- _What needs to be done_: Express every line of the items below as a JSON list of strings, one string per line, omitting blank lines.

- _Data for the task_:

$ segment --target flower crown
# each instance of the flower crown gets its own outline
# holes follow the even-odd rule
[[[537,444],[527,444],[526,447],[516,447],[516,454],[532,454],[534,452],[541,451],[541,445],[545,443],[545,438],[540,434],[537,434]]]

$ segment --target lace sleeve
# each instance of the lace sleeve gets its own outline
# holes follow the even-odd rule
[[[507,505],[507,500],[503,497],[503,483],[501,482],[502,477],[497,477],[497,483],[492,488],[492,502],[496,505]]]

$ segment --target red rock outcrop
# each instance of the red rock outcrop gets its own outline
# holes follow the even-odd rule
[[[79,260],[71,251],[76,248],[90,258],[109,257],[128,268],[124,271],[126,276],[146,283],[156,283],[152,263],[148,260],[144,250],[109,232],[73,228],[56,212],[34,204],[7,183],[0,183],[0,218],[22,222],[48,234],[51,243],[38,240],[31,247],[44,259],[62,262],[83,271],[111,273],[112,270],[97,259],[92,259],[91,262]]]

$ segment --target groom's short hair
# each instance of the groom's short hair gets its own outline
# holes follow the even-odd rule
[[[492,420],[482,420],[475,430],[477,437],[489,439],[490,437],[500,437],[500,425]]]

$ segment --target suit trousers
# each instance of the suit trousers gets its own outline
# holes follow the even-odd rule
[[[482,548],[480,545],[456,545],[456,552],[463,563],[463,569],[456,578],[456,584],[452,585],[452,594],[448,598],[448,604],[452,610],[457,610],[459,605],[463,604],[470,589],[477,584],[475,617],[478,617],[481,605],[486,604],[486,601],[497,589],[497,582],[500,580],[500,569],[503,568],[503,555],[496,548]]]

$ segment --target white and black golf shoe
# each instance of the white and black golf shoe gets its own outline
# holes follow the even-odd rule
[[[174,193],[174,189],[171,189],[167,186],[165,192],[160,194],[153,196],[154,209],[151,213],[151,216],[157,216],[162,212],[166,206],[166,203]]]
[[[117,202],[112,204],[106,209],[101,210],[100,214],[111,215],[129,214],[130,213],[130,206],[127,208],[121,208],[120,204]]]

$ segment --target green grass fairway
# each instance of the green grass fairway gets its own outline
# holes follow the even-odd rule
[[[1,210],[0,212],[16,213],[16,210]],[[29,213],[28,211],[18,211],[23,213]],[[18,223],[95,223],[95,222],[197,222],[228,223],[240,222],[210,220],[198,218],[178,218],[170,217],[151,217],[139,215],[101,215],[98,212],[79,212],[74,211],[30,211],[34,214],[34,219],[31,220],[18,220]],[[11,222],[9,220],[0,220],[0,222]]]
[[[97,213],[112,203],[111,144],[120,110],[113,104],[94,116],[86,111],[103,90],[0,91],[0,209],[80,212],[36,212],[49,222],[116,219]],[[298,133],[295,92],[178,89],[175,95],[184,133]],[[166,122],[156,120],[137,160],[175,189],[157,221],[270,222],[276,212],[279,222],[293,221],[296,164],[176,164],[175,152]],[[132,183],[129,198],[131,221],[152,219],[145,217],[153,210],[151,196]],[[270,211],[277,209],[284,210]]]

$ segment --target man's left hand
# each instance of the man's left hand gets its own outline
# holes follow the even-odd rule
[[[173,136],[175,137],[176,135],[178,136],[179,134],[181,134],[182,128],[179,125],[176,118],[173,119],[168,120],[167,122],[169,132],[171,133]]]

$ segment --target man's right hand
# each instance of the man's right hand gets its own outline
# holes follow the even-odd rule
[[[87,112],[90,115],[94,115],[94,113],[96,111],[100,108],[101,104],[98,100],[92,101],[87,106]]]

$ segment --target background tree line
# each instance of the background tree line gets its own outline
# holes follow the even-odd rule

- _Finished task_:
[
  "$ segment --target flower crown",
  "# each instance of the flower crown gets its own outline",
  "# holes follow the even-odd rule",
  "[[[537,444],[527,444],[526,447],[516,447],[516,454],[532,454],[534,452],[541,451],[541,445],[545,443],[545,438],[540,434],[537,434]]]",
  "$ segment --target lace sleeve",
  "# each instance of the lace sleeve gets its own outline",
  "# holes follow the even-odd rule",
  "[[[507,505],[507,500],[503,497],[503,483],[501,482],[502,477],[497,477],[497,483],[492,488],[492,502],[496,505]]]",
  "$ segment --target red rock outcrop",
  "# each instance of the red rock outcrop gets its own outline",
  "# holes follow the even-odd rule",
  "[[[79,260],[71,251],[76,248],[90,258],[109,257],[128,268],[124,271],[126,276],[146,283],[156,283],[152,263],[148,260],[144,250],[109,232],[73,228],[56,212],[34,204],[7,183],[0,183],[0,218],[22,222],[48,234],[51,243],[38,240],[31,247],[44,259],[62,262],[83,271],[111,273],[112,270],[97,259],[92,259],[91,262]]]",
  "$ segment --target groom's short hair",
  "# each instance of the groom's short hair gets its own outline",
  "# holes follow the even-odd rule",
  "[[[492,420],[482,420],[475,430],[477,437],[489,439],[490,437],[500,437],[500,425]]]",
  "$ segment --target suit trousers",
  "# each instance of the suit trousers gets its own outline",
  "# holes follow the even-odd rule",
  "[[[482,548],[480,545],[456,545],[456,552],[463,563],[463,569],[456,578],[456,584],[452,585],[452,594],[448,598],[448,604],[452,610],[457,610],[459,605],[463,604],[470,589],[477,584],[475,617],[478,617],[481,605],[486,604],[486,601],[497,589],[497,582],[500,580],[500,569],[503,568],[503,555],[496,548]]]",
  "$ segment --target white and black golf shoe",
  "# each instance of the white and black golf shoe gets its own outline",
  "# holes follow the even-odd rule",
  "[[[174,193],[174,189],[171,189],[167,186],[165,192],[160,194],[153,196],[154,209],[151,213],[151,216],[157,216],[162,212],[166,206],[166,203]]]",
  "[[[117,202],[112,204],[106,209],[101,210],[100,214],[111,215],[129,214],[130,213],[130,206],[127,208],[121,208],[120,204]]]",
  "$ segment --target green grass fairway",
  "# each instance of the green grass fairway gets its own outline",
  "# holes follow the even-odd rule",
  "[[[1,210],[0,212],[16,213],[16,210]],[[29,213],[28,211],[18,211],[23,213]],[[18,223],[95,223],[95,222],[197,222],[228,223],[240,222],[210,220],[198,218],[178,218],[170,217],[151,217],[139,215],[101,215],[98,212],[79,212],[74,211],[30,211],[34,214],[34,219],[31,220],[18,220]],[[11,222],[9,220],[0,220],[0,222]]]",
  "[[[97,213],[112,203],[111,144],[120,110],[113,104],[94,116],[86,111],[103,90],[0,91],[0,209],[80,212],[36,212],[49,222],[116,219]],[[298,133],[295,92],[178,89],[175,95],[184,133]],[[166,122],[156,120],[137,160],[175,189],[157,221],[270,222],[276,212],[279,222],[293,221],[296,164],[176,164],[175,152]],[[132,183],[129,198],[131,221],[152,219],[145,217],[153,210],[151,196]],[[270,211],[277,209],[284,210]]]",
  "$ segment --target man's left hand",
  "# each instance of the man's left hand gets its own outline",
  "# holes follow the even-odd rule",
  "[[[173,136],[175,137],[176,135],[178,136],[179,134],[181,134],[182,128],[179,125],[176,118],[173,119],[168,120],[167,122],[169,132],[171,133]]]",
  "$ segment --target man's right hand",
  "# each instance of the man's right hand gets its own outline",
  "# holes follow the even-odd rule",
  "[[[87,112],[90,115],[94,115],[94,113],[96,111],[100,108],[101,104],[98,100],[92,101],[87,106]]]",
  "$ segment --target background tree line",
  "# each instance of the background tree line gets its own outline",
  "# holes follow the even-odd rule"
]